__REQUIRED WORK__. Below are the entries. Transcribe exactly the lines from the one with "target | polyurethane wheel" through the one with "sample | <point>95,53</point>", ends included, and leave out all others.

__RECORDED INFORMATION__.
'''

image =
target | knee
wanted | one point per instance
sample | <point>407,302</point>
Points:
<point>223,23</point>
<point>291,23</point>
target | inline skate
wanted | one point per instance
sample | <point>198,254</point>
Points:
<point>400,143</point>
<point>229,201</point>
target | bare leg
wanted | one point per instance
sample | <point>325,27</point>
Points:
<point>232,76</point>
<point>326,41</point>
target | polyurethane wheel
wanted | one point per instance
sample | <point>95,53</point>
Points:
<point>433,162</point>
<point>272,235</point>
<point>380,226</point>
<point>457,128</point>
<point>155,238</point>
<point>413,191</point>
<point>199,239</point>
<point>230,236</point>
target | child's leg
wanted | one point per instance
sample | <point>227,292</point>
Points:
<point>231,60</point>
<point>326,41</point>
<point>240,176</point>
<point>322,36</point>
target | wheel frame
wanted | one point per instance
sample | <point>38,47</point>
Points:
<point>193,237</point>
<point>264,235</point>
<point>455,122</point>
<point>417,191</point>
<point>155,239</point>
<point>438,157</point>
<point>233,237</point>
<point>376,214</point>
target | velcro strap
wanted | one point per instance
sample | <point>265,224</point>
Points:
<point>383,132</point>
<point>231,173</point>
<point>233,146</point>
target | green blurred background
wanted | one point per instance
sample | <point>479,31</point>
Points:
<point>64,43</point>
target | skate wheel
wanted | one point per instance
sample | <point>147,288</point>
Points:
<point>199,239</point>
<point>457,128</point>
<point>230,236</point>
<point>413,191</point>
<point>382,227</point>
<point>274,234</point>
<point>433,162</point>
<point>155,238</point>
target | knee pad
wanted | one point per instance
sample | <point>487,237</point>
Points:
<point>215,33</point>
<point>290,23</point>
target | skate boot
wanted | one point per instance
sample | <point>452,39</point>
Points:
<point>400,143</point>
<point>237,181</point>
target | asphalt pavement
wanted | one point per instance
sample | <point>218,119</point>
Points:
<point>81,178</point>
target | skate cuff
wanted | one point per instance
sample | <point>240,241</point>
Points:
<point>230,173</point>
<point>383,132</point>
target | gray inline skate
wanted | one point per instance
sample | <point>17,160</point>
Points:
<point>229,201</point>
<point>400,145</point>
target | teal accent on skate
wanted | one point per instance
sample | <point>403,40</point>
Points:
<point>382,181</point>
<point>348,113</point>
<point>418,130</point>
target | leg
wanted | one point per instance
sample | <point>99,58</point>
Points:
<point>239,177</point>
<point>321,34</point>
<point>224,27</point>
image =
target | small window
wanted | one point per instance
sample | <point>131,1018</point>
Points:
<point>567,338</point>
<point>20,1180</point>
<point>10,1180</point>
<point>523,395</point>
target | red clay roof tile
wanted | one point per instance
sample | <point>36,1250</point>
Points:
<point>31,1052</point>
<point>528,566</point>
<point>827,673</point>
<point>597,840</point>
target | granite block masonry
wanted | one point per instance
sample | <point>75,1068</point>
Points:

'''

__PROBLEM SOLUTION__.
target | polyurethane wheel
wanted | one point per instance
sample | <point>95,53</point>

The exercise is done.